BEGIN Input

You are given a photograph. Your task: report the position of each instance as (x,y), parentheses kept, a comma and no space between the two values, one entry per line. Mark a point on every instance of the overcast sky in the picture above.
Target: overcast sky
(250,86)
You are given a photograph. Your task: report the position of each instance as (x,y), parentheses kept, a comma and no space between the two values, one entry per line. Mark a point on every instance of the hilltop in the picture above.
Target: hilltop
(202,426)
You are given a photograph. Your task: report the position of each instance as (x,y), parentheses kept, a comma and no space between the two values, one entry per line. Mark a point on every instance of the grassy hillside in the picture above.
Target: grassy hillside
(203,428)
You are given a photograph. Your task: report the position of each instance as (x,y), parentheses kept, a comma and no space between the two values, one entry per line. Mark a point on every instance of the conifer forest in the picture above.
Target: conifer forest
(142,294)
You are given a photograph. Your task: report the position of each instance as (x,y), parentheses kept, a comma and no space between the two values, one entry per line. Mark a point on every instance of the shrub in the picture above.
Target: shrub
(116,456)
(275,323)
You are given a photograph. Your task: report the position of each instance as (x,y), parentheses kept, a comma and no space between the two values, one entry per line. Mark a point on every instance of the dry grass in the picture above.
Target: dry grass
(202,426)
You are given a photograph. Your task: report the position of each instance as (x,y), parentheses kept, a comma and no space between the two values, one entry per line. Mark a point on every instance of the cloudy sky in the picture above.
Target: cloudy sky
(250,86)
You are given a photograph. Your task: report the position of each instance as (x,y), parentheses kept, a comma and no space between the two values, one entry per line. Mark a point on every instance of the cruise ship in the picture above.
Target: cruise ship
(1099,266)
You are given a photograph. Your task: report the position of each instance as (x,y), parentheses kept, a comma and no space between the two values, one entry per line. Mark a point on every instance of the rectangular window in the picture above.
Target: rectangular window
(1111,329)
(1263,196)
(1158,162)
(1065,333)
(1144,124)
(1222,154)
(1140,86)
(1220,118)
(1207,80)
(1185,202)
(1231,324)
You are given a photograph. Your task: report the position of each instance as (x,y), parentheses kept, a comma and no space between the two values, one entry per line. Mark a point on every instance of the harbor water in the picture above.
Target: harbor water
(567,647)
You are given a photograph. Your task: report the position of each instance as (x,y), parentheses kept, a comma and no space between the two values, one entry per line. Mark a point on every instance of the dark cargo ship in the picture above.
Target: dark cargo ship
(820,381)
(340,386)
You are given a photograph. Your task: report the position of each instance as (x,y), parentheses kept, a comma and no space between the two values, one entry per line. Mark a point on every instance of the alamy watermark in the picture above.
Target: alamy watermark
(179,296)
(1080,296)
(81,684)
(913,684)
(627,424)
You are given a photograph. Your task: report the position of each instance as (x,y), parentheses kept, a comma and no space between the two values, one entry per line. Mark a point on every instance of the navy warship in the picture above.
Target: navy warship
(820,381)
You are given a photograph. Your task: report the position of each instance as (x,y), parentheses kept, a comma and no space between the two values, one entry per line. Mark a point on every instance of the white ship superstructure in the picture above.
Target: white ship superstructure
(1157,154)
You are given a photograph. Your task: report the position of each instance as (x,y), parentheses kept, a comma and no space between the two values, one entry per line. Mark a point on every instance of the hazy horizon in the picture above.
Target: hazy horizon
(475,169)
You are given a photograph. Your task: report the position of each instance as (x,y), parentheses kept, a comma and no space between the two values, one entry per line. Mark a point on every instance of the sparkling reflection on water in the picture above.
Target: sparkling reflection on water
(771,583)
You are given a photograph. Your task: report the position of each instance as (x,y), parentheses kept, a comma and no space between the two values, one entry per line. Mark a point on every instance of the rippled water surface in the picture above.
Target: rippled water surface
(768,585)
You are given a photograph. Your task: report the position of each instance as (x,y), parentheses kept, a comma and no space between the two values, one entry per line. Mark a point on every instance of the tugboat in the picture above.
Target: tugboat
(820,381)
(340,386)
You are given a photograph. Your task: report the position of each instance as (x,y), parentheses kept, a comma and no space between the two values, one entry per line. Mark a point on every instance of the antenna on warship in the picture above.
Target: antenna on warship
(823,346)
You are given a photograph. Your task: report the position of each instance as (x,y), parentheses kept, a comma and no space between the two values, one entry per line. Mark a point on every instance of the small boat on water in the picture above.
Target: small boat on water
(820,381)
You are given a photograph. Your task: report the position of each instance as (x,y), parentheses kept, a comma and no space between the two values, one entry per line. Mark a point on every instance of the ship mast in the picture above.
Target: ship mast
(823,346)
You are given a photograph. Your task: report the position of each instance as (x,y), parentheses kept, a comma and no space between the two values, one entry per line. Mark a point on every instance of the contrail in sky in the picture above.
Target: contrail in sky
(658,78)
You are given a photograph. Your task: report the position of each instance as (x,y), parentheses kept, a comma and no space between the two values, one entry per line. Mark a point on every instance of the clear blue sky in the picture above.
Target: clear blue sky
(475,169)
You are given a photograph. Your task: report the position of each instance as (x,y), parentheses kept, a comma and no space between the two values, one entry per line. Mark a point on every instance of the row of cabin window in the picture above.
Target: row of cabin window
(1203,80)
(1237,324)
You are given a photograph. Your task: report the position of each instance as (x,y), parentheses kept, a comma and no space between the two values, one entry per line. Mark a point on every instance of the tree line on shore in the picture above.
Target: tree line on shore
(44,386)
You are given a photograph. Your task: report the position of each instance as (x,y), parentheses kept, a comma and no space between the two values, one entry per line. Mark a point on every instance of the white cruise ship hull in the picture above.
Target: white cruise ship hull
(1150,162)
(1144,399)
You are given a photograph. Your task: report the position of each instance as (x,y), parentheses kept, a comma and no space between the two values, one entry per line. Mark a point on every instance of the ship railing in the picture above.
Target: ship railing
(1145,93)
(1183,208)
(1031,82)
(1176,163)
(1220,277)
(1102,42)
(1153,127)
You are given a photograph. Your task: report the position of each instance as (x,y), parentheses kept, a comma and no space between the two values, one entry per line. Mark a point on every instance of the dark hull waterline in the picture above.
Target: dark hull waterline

END Input

● **Prompt**
Write out all the data again, exactly as it appears.

● **Result**
You are given a photograph. Your task: report the position of each instance as (x,y), parentheses kept, a comma and no space between the two values, one entry per line. Mark a point on every instance of the overcast sky in the picture above.
Target: overcast sky
(250,86)
You are given a photograph. Your task: report the position of each instance as (x,y), parentheses kept, a comma and no space between the two values, one entry per line. Mark a point on every instance of the hilltop in the picture above.
Target: hilltop
(202,426)
You are given a photograph. Your task: report the position of each instance as (x,y), parentheses kept, a comma and no space between the two values, one entry per line. Mark a point on every instance of the grassy hillside in the picture above.
Target: grassy hillside
(203,428)
You are given a photograph. Your task: report the position of each instance as (x,y), parentheses kept, a comma and no space between the two values, one entry per line. Mark a point on every instance of the conifer forest in the picture above.
Target: conifer forest
(142,294)
You are given a photograph. Your task: report the position of each instance as (x,y), parentheses kept, a comma and no space between the two values, one entry per line. Mark a point on every instance of the shrub in the picture above.
Target: shrub
(116,456)
(275,323)
You are given a photograph. Your task: report the position of each instance as (x,y), parentheses kept, a comma and no space between the two values, one entry per line. Mark a point on every instance of the dry grass in the picture above.
Target: dry grass
(202,426)
You are given a photograph. Your task: report the position of each instance as (x,y), parentheses kept, a comma and no space between the two values, one entry per line. Mark a point on every instance of the cloudy sky in the picture above.
Target: cloudy sky
(250,86)
You are given a photograph. Your task: report the position of each instance as (x,y), parentheses kept, a comma and no space between the two values, one entry per line. Mark a point on every instance of the cruise ship in the picture above.
Target: cruise ship
(1099,266)
You are given a photograph. Your task: report the position of each instance as (x,y), parentheses kept, a comma and no space between the two values, one entry per line. Mark a point on every instance of the rectangular window in the picture above.
Target: rectangular window
(1111,329)
(1263,196)
(1158,162)
(1065,333)
(1144,124)
(1222,154)
(1140,86)
(1220,118)
(1207,80)
(1185,202)
(1231,324)
You are given a photograph. Your task: report the position of each instance as (x,y), parentheses kept, a comma and no space between the two values, one entry per line. Mark a point on every instance of the harbor water in the picture above.
Target: harbor water
(567,647)
You are given a photograph. Your task: report the position of each instance as (x,y), parentheses kept, a comma and no space between the two values, one entry per line. Mark a point on every instance of the dark cargo ship in the picture above.
Target: dark cargo ship
(820,381)
(340,386)
You are given a photograph. Your task: report the position of each instance as (x,y), parentheses kept, a comma and no space between the two values, one entry per line. Mark a point on every instance of the alamy watermark in the picture above.
Target: alamy watermark
(179,296)
(1080,296)
(81,684)
(913,684)
(627,424)
You are given a photograph. Your task: report the position of each instance as (x,y), parentheses kept, a comma and no space between the two values, one entry per line. Mark a point on every instance of the navy warship in the picture above.
Target: navy warship
(820,381)
You are given a photograph. Your task: report the position of each instance as (x,y), parentheses kept, a comma and no space between the two values, one entry per line. Mark a point on every instance of the white ship superstructure in the picture above.
Target: white ship superstructure
(1157,154)
You are given a photograph. Your task: report the position of each instance as (x,y), parentheses kept, a comma and no space between the two values, one entry per line. Mark a point on every instance of the hazy horizon in the picture above.
Target: hazy horizon
(475,169)
You are given a photograph. Your task: report the position of each instance as (x,y), parentheses kept, a comma and no space between the two values, one entry per line. Mark a point on every instance of the sparkling reflection on water in the picture above.
Target: sparkling reflection on water
(771,583)
You are given a photograph. Your task: report the position of each instance as (x,y), parentheses kept, a comma and no space between the two values, one entry per line. Mark a point on every instance of the rippled water surface in the picture above.
Target: rippled water surface
(768,585)
You are given a photograph. Your task: report the position of each instance as (x,y), parentheses kept, a comma and no space between the two values, one entry per line. Mark a point on every instance of the tugboat in the picture above.
Target: tugboat
(820,381)
(340,386)
You are given a photograph. Your task: report the position of each instance as (x,y), parentheses kept, a comma and no space between the two values, one entry per line. Mark a point on every instance of the antenna on warship in the picture above.
Target: antenna on warship
(823,346)
You are given a photograph. Your task: report the position of each instance as (x,y), parentheses kept, a comma and no space between the two values, one entry per line. Mark a point on every instance of the small boat on water in the picture above.
Target: small boat on water
(820,381)
You are given a photograph. Your task: report the position of each instance as (x,y), parentheses kept, a comma and no space between the two values, one entry per line. Mark a point on every instance of the ship mast in the picture above.
Target: ship mast
(823,346)
You are given a photograph. Your task: report the position of each instance as (x,y), parentheses kept, a comma and no space between the two values, one entry per line. Mark a point on every instance of the contrail in sky in the picture above.
Target: contrail in sky
(658,78)
You are given a photograph. Your task: report the position of each instance as (x,y), parentheses kept, a comma and no space between the two values, one entry per line. Mark a point on every instance of the clear blue sky in the picture above.
Target: clear blue sky
(475,169)
You are given a photograph. Your task: report the position of each instance as (x,y), parentheses kept, a comma and no space between the two values, one entry per line. Mark a point on every instance of the row of cabin window in the picture above.
Target: row of cabin window
(1203,80)
(1237,324)
You are given a photograph. Your task: report the position of each instance as (x,y), parentheses kept, a comma and no space between the two values, one entry per line. Mark a point on every instance of the tree line on shore in the picture above.
Target: tree line on shore
(44,386)
You are given a photograph. Your task: report the position of each instance as (x,y), parentheses kept, a comma and no space between the two values, one entry per line. Mark a point on every instance of the white cruise ship hull in the picture above.
Target: white cruise ship hull
(1150,162)
(1144,399)
You are given a photograph. Your task: report the position of each instance as (x,y), parentheses kept, a comma and no space between the two values, one entry per line. Mark a point on every instance of the ship railing in the picture above.
Target: ship railing
(1145,93)
(1183,208)
(1031,82)
(1176,163)
(1220,277)
(1102,42)
(1153,127)
You are given a photograph. Your task: report the position of each instance as (x,y), parentheses kept, a comma and no space between the two values, one entry per line. Mark a point on every instance of the dark hull waterline in the picture above.
Target: dark hull waterline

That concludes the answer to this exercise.